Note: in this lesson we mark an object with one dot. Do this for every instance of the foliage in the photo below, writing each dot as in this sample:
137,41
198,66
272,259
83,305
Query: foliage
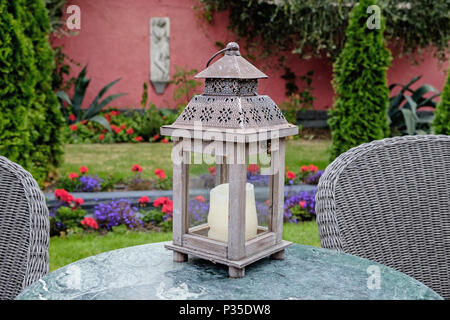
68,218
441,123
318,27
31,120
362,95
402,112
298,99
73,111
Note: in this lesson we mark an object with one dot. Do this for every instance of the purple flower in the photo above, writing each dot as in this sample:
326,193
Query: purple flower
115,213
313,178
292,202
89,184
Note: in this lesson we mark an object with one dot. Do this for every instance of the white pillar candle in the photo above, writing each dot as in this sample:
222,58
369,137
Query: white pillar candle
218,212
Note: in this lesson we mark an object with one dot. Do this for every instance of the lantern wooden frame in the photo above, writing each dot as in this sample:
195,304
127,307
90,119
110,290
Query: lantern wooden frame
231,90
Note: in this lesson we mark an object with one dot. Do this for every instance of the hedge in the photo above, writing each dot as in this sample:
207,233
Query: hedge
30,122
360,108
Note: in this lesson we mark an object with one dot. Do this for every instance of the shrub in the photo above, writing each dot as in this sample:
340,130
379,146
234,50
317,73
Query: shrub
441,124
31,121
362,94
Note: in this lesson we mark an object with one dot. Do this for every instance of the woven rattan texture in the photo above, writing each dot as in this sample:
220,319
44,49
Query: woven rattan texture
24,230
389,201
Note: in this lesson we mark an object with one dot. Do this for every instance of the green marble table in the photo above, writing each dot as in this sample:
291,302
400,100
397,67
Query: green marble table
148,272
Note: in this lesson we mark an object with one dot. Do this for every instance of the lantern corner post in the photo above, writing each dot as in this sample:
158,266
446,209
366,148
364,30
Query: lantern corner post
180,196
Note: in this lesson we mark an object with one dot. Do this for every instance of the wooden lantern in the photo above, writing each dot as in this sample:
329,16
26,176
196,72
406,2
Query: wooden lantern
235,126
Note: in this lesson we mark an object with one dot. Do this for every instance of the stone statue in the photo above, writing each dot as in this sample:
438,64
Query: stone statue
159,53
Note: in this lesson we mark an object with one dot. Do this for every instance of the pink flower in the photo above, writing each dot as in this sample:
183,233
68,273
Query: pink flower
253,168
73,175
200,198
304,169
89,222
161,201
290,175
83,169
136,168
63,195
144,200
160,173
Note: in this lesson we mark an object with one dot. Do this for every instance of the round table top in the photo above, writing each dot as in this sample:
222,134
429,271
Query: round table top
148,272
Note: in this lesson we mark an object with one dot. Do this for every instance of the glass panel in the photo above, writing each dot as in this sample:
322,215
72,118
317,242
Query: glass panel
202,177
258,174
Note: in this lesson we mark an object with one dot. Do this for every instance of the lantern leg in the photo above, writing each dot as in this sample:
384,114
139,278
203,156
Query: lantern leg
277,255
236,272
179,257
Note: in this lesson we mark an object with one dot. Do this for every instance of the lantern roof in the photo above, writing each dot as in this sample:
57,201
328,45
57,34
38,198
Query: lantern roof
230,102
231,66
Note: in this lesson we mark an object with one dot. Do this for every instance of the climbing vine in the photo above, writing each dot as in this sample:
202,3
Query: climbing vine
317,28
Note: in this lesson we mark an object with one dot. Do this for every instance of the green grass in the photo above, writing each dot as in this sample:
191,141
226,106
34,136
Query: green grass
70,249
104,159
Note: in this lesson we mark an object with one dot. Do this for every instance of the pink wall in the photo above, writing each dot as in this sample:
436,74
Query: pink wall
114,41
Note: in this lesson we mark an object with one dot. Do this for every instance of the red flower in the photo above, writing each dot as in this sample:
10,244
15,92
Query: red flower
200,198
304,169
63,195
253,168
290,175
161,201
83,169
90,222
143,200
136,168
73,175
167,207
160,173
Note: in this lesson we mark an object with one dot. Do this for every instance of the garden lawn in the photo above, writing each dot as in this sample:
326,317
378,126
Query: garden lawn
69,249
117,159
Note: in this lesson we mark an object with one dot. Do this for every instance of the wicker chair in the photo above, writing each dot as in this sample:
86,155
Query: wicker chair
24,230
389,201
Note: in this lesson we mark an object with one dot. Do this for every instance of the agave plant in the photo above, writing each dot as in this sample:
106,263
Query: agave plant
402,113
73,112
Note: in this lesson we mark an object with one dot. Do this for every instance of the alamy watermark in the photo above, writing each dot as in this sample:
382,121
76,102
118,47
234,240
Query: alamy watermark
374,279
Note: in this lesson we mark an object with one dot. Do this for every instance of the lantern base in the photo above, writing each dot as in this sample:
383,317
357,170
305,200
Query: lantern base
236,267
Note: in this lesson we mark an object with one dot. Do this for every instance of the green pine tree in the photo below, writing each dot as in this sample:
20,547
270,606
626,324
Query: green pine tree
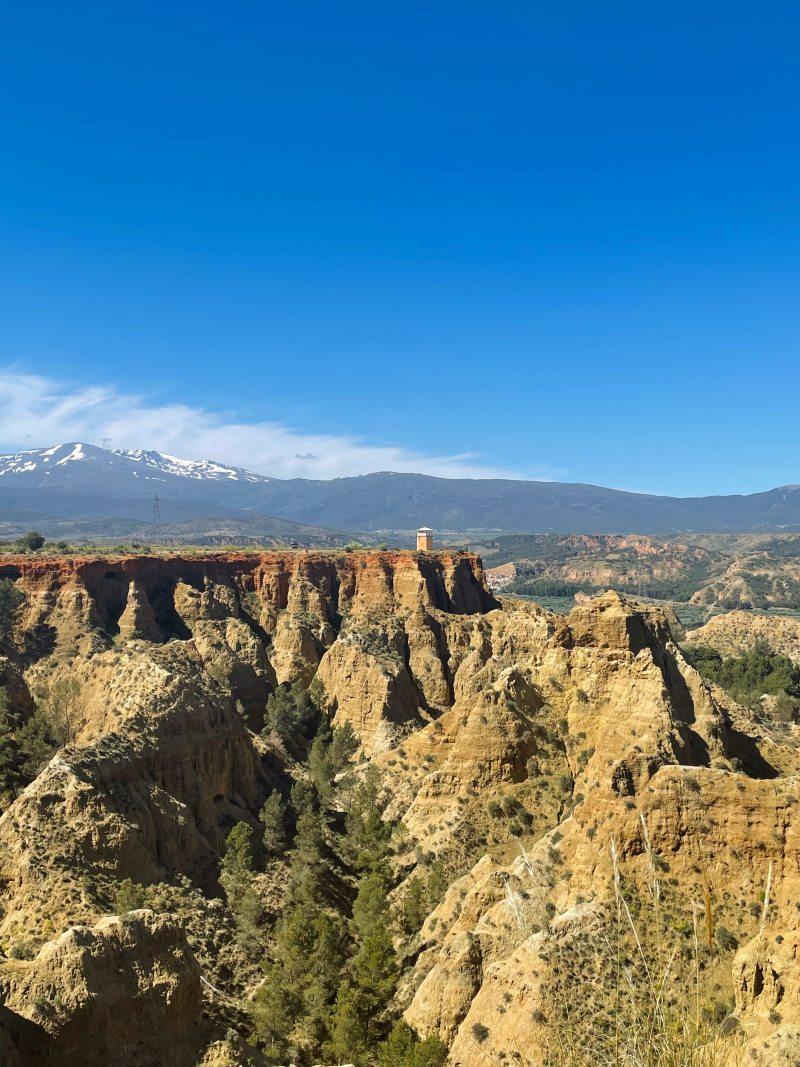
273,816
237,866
---
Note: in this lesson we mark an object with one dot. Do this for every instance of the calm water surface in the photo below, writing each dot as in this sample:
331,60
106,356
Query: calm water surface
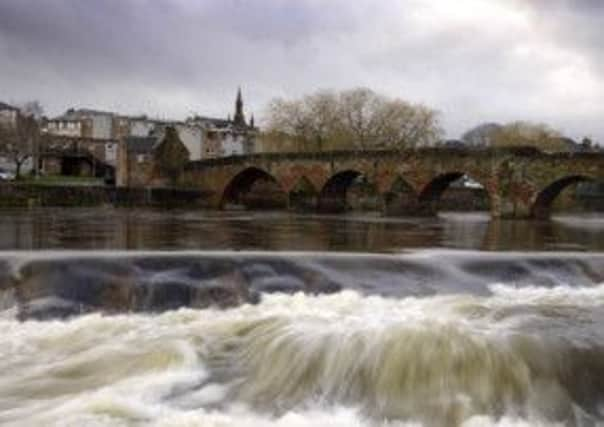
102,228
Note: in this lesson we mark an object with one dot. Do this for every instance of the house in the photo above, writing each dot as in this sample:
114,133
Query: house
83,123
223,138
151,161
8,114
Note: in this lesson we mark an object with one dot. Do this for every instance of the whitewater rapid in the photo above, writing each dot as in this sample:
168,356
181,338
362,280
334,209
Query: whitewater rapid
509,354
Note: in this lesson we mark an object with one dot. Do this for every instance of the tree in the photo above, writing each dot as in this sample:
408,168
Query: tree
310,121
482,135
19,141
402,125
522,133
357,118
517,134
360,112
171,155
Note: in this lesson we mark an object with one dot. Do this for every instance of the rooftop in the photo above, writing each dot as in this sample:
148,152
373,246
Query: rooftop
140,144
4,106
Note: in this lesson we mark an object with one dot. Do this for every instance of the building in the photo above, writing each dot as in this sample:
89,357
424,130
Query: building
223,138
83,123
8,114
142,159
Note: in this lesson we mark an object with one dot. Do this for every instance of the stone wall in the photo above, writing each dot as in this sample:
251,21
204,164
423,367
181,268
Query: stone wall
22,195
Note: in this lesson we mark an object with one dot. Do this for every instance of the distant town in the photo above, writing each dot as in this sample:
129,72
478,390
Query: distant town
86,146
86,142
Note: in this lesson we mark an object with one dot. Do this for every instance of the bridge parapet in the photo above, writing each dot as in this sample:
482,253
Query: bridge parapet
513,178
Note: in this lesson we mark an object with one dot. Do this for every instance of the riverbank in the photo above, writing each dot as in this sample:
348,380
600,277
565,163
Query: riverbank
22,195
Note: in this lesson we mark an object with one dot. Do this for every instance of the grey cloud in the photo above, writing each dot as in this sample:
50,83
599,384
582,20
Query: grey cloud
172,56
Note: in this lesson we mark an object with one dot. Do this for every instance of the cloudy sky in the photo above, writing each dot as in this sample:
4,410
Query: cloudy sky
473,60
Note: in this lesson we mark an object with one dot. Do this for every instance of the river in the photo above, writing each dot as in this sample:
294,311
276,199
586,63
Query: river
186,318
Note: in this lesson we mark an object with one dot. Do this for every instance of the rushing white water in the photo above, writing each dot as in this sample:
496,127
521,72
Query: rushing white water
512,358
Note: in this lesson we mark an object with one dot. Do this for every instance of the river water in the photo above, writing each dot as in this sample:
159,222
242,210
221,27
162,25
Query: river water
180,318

- **Written request**:
Identify every line in the items above that contains the word "round" and copy each of those lines in full.

- **Reply to the task**:
Note: in this lesson we mark an object with one dot. Do this for every instance of the round table top in the photo above, writing each dot as in this sample:
Query: round table top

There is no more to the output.